SHORT EXERCISE 1: In the blog post below about the ugly-number puzzle, translate this sentence into Spanish: "You can learn new tricks from other people that you'll have in your toolbox for next time."

SELECTED PASSAGE:
☆ ☆ ☆ ☆ ☆

This isn't a particular hard puzzle if you brute force it. All you have to do is write an algorithm to determine whether a particular number is ugly or not, sort of like this:

while (num % 2 == 0) num /= 2;
while (num % 3 == 0) num /= 3;
while (num % 5 == 0) num /= 5;
if (num == 1) return true;

Then you can just loop through as many numbers as it takes, incrementing a counter as you find ugly numbers, until you reach 1500 numbers.

The problem with this approach is that there is a time limit of three seconds. The brute force approach requires you to do an increasingly long operation (dividing repeatedly to find the prime factors) on a series of numbers which turns out to be very large (I won't spoil it, but the answer is just short of one trillion). Early numbers are computer quickly; then it slows down so finding the 1500th number may take several minutes.

I confess I cheated to solve this puzzle. I came up with one other wrong approach after trying the brute force method, then went googling for discussions of this puzzle. As I hoped, I did find a protracted argument about the right way to solve it. One guy hit on a really clever solution, based on a data structure which I haven't used for years. It took me a few tries to implement, but it was very satisfying in the end.

I guess I could feel bad for "cheating," but I don't. I came close to finding the right answer, but really, if you want an optimal answer to a well defined puzzle then there's no harm in hunting around to see if someone did it better than you. Professionally, implementing a GREAT solution that you looked up is preferable to implementing a mediocre solution that you got with only the sweat of your brow. You can learn new tricks from other people that you'll have in your toolbox for next time.

As a tangent, I take the same approach to strategy games. I like to take my time and learn the rules of a game on my own, and I would scorn to look at a strategy guide during that period. However, there comes a point where you have a basic understanding of the rules and can improve much faster by considering input from others who have already mastered the game.

Anyway, more on the wrong approaches and the right one later.

Friday, August 28, 2009

Divide and conquer your project, part 1

James, who is a regular commenter, is a programmer looking for more experience. James has studied a few languages and probably has a decent grasp on the basic logic that it takes to write a program, but he wants to work on a personal project because he doesn't get enough variety of practical applications at work.

This is an admirable goal, first because developing your programming skills requires constant practice, and second because personal projects can make good resume padding. Potential employers like to hear that you program for fun, because it will make you more likely to throw yourself into your work. Also, if they ask "Have you worked with technology X?" you can say "Not professionally, but let me show you this project that I posted on my web page." It gives you the opportunity to talk intelligently about the technology.

☆ ☆ ☆ ☆ ☆

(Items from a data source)

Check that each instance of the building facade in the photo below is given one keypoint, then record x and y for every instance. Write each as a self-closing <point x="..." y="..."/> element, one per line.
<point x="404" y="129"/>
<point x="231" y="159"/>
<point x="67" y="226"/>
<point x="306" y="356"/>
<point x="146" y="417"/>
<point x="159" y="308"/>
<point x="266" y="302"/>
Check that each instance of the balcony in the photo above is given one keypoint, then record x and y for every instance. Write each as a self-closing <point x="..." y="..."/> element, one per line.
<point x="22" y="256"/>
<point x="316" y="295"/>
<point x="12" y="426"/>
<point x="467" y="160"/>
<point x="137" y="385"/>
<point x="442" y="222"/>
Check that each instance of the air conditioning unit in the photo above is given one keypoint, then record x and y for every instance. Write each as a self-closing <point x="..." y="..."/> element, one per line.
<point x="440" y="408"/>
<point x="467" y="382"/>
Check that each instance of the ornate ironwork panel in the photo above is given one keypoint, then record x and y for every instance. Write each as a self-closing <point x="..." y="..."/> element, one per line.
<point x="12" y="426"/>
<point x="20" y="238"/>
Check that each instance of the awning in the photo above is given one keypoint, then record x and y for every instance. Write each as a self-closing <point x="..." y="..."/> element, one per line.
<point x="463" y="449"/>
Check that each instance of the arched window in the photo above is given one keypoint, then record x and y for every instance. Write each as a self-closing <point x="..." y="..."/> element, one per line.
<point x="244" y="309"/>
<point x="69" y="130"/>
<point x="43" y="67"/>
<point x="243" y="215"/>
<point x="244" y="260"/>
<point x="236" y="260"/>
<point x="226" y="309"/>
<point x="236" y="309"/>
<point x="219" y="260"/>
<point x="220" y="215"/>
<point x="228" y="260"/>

☆ ☆ ☆ ☆ ☆

SHORT EXERCISE 2: Reproduce the records word for word, starting with the line that contains "Check that each instance of the balcony" and continuing through the end of the records, that first line included.

WRITTEN RESPONSE 1: Puedes aprender trucos nuevos de otras personas que tendrás en tu caja de herramientas para la próxima vez.

WRITTEN RESPONSE 2:
Check that each instance of the balcony in the photo above is given one keypoint, then record x and y for every instance. Write each as a self-closing <point x="..." y="..."/> element, one per line.
<point x="22" y="256"/>
<point x="316" y="295"/>
<point x="12" y="426"/>
<point x="467" y="160"/>
<point x="137" y="385"/>
<point x="442" y="222"/>
Check that each instance of the air conditioning unit in the photo above is given one keypoint, then record x and y for every instance. Write each as a self-closing <point x="..." y="..."/> element, one per line.
<point x="440" y="408"/>
<point x="467" y="382"/>
Check that each instance of the ornate ironwork panel in the photo above is given one keypoint, then record x and y for every instance. Write each as a self-closing <point x="..." y="..."/> element, one per line.
<point x="12" y="426"/>
<point x="20" y="238"/>
Check that each instance of the awning in the photo above is given one keypoint, then record x and y for every instance. Write each as a self-closing <point x="..." y="..."/> element, one per line.
<point x="463" y="449"/>
Check that each instance of the arched window in the photo above is given one keypoint, then record x and y for every instance. Write each as a self-closing <point x="..." y="..."/> element, one per line.
<point x="244" y="309"/>
<point x="69" y="130"/>
<point x="43" y="67"/>
<point x="243" y="215"/>
<point x="244" y="260"/>
<point x="236" y="260"/>
<point x="226" y="309"/>
<point x="236" y="309"/>
<point x="219" y="260"/>
<point x="220" y="215"/>
<point x="228" y="260"/>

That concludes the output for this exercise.